Brief 1
Copy everything from "I do like the" down to "(Jan 18, 2011)" in the forum thread on fruit and vegetable strainers, without alteration.
Brief 2
Count the lines of the rows that contain the string "hedge". Give only the number.

Provided passage
%%

# Looking for a good vegetable & fruit strainer



## tkrabec (Mar 12, 2003)

After spending several hours this morning blanching then peeling tomatoes, cutting them up and finally several hours just letting that simmer before canning 5 Quarts of sauce there has to be a better way. 

I've got a kitchen aid stand up mixer and I'm not sure if I want an attachment for that or a hand powered one. 

I'm looking for recommendations on what you've all used and liked.

-- Tim


----------



## 7thswan (Nov 18, 2008)

I do like the Kitchen Aid attachemt. I also have a old Oster. And Have a Squezzo strainer,never used it(got a deal at a garage sale). The Kitchen aid is great, easy even my Grand baby -3 yrs helped me can tomatoes.


----------



## my3boys (Jan 18, 2011)

I think the folks at America's Test Kitchen (Cook's Illustrated) rated the Kitchenaid attachment the winner when they did a comparison.


----------



## arnie (Apr 26, 2012)

please never peel tomatoes again unless you like them whole for sause and salsa I love my victoro hand cranked strainer it makes live so much easyer no seeds or peels or blanching . just nice smooth sause .I use it for apple butter also but I have to steam them some .I suppose a motorized one would be nice but so far i'v never been able to afford a kitchen aid . I got a squezzo they are very much the same on ebay like new real cheep to give to a friend areal time saver for pumpkin pie and you can get screens that will work with grapes too


----------



## Marilyn (Aug 2, 2006)

Tim,
For sauce, I would just cut the stem part out, then pulverize the skin, seeds, pulp, etc. in a blender or food processor. 
It's quicker and easier.
You retain the nutrients that would be in the skin and seeds.
Because of added mass (skin), the sauce thickens just a bit faster.

I would do the same thing for juice, just wouldn't simmer it, only heat to proper temp for processing.

I am more than a bit jealous that you already have tomatoes!


----------



## tkrabec (Mar 12, 2003)

Marilyn said:


> Tim,
> For sauce, I would just cut the stem part out, then pulverize the skin, seeds, pulp, etc. in a blender or food processor.
> It's quicker and easier.
> You retain the nutrients that would be in the skin and seeds.
> ...


Living in FL allows us to grow in "winter" but these are from a friend. I culled his green house. he was going to let it go fallow, but he is going to regrow this summer


----------



## Osiris (Jun 9, 2010)

%%

(Saved entries)
%%

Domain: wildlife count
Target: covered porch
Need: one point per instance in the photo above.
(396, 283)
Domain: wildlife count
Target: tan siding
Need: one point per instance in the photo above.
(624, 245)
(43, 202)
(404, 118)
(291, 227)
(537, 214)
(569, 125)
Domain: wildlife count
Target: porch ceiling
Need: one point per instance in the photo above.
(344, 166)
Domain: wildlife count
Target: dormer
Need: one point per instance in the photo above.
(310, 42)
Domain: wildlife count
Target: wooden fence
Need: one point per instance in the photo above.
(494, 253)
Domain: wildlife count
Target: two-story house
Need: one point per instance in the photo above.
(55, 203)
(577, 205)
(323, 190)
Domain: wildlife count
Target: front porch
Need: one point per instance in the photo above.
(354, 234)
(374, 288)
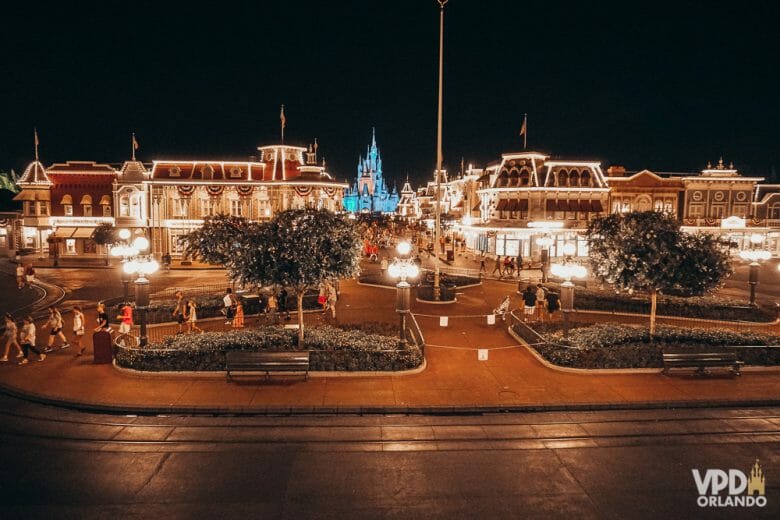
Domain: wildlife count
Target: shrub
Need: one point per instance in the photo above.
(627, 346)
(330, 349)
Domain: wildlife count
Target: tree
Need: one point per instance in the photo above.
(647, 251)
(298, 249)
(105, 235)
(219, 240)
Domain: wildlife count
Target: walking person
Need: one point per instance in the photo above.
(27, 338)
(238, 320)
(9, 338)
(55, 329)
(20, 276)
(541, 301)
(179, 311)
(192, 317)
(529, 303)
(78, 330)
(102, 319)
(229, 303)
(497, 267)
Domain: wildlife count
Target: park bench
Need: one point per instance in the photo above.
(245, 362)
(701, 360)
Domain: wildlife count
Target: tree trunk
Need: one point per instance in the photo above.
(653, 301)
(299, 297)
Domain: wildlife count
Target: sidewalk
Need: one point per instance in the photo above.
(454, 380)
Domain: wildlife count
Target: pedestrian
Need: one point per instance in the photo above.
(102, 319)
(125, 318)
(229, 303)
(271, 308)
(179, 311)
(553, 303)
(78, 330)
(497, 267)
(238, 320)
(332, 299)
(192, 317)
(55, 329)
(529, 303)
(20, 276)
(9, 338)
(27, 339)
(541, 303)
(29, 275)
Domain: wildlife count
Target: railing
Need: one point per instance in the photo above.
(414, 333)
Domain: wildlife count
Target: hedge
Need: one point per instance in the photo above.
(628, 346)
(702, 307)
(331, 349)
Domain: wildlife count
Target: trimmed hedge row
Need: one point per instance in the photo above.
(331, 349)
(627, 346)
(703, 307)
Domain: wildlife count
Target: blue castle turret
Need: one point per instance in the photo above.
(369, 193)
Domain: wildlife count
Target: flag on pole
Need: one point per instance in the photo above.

%%

Expected output 1
I do like the Kitchen Aid attachemt. I also have a old Oster. And Have a Squezzo strainer,never used it(got a deal at a garage sale). The Kitchen aid is great, easy even my Grand baby -3 yrs helped me can tomatoes.


----------



## my3boys (Jan 18, 2011)

Expected output 2
2